Une décision de cette envergure nécessite manifestement une plus grande réflexion.
Honorables sénateurs, cette période de réflexion n’est que de 10 jours. C’est plus court que les prévisions météo à long terme ou la période d’isolement en raison de la COVID-19. On dispose d’un délai plus long pour retourner un petit achat dans la plupart des magasins. Honorables sénateurs, le Sénat est la Chambre de second examen objectif. Les Canadiens ne devraient-ils pas avoir le temps d’effectuer un second examen de la décision de mettre fin à leur vie?
Le gouvernement semble supprimer des mesures de sauvegarde sans même comprendre leurs effets. Prenons l’exemple de la disposition prévue dans le projet de loi C-7, qui réduira, en le faisant passer de deux à un, le nombre de témoins indépendants pour une demande d’aide médicale à mourir. Lorsque la ministre Patty Hajdu a témoigné devant le Comité des affaires juridiques, elle a affirmé ceci :
Le seul rôle d’un témoin est de confirmer l’identité de la personne qui signe la demande et de la dater. Les témoins ne jouent aucun rôle pour établir si une personne est admissible à l’AMM ou savoir si sa décision est volontaire et éclairée.
Cette affirmation faisait partie des observations préliminaires de la ministre, qui avaient été rédigées à l’avance. Il ne s’agissait donc pas d’un commentaire spontané. Pourtant, lorsque j’ai posé une question à ce sujet aux fonctionnaires du ministère de la Justice la semaine dernière, ils m’ont répondu ce qui suit :
Selon nous, le rôle que le témoin a à jouer relativement à la demande écrite est de confirmer l’identité de la personne qui la signe et de confirmer que cette personne comprend ce qu’elle signe et qu’elle signe de son plein gré.

Entrées d'une source de données:
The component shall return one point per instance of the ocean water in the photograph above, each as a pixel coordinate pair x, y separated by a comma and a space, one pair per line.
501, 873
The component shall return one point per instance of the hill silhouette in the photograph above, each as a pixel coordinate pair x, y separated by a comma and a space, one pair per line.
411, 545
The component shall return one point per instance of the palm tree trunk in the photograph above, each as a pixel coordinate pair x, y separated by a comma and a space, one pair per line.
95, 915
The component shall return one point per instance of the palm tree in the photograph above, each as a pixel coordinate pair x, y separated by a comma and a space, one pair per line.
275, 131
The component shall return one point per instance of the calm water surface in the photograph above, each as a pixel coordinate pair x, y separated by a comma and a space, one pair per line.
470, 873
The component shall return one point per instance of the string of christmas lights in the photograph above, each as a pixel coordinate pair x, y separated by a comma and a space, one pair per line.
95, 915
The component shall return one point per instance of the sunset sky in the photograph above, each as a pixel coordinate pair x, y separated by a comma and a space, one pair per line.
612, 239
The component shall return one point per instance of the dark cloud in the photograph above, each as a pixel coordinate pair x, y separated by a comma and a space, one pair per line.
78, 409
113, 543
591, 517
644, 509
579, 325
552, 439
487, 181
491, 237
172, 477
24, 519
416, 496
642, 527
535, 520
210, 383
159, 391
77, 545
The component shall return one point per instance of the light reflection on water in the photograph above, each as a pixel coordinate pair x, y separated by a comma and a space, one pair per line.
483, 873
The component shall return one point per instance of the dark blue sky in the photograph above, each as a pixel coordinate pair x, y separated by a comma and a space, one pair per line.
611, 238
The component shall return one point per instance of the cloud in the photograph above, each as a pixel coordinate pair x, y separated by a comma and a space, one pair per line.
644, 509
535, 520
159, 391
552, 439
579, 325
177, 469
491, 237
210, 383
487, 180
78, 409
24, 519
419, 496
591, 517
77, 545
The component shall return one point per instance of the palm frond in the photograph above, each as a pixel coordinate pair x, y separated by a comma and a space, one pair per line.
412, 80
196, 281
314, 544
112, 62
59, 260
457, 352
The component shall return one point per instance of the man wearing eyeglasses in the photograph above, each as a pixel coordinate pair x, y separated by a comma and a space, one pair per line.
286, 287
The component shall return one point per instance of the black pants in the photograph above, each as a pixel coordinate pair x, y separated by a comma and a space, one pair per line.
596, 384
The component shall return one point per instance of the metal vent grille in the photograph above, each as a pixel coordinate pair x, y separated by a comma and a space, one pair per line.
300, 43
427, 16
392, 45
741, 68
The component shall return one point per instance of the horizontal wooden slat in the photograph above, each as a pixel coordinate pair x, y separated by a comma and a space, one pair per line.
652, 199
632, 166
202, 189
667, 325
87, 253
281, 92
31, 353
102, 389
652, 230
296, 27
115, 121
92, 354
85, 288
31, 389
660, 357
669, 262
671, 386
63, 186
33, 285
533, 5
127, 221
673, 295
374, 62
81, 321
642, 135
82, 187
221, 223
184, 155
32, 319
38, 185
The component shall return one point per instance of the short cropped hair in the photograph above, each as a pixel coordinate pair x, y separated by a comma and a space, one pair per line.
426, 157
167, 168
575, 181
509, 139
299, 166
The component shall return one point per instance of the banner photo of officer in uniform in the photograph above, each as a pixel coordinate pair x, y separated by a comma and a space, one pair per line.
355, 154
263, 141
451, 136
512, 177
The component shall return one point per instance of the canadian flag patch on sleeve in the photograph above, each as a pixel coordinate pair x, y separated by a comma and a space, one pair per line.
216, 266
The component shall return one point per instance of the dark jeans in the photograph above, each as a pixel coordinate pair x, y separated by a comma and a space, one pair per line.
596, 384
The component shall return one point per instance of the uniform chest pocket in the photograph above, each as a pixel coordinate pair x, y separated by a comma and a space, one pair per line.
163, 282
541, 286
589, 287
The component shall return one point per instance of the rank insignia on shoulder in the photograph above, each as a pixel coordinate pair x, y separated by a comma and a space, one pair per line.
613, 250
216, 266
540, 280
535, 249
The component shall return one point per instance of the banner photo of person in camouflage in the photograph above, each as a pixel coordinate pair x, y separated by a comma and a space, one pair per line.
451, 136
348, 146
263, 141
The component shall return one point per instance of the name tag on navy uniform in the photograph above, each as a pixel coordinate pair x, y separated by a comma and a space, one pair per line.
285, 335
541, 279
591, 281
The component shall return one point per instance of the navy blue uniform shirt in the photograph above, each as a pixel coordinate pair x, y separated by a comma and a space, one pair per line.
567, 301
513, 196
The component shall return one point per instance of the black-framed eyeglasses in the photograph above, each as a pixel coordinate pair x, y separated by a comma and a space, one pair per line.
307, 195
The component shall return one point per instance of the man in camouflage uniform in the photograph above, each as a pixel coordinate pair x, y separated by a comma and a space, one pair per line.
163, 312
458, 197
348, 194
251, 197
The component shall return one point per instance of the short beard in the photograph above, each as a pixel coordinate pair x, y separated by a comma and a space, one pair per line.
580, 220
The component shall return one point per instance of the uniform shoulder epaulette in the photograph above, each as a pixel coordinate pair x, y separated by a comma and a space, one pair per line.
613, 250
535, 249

* **Série de tâches**:
a: D'après l'extrait, à combien le projet de loi C-7 fait-il passer le nombre de témoins indépendants pour une demande d'aide médicale à mourir ?
b: Transcrivez, dans l'extrait, tout ce qui va de « Le gouvernement semble » jusqu'à « volontaire et éclairée. ».
Vous n'aurez pas besoin des enregistrements.

* **Réponses numérotées**:
a: À un seul témoin, au lieu de deux.

b:
Le gouvernement semble supprimer des mesures de sauvegarde sans même comprendre leurs effets. Prenons l’exemple de la disposition prévue dans le projet de loi C-7, qui réduira, en le faisant passer de deux à un, le nombre de témoins indépendants pour une demande d’aide médicale à mourir. Lorsque la ministre Patty Hajdu a témoigné devant le Comité des affaires juridiques, elle a affirmé ceci :
Le seul rôle d’un témoin est de confirmer l’identité de la personne qui signe la demande et de la dater. Les témoins ne jouent aucun rôle pour établir si une personne est admissible à l’AMM ou savoir si sa décision est volontaire et éclairée.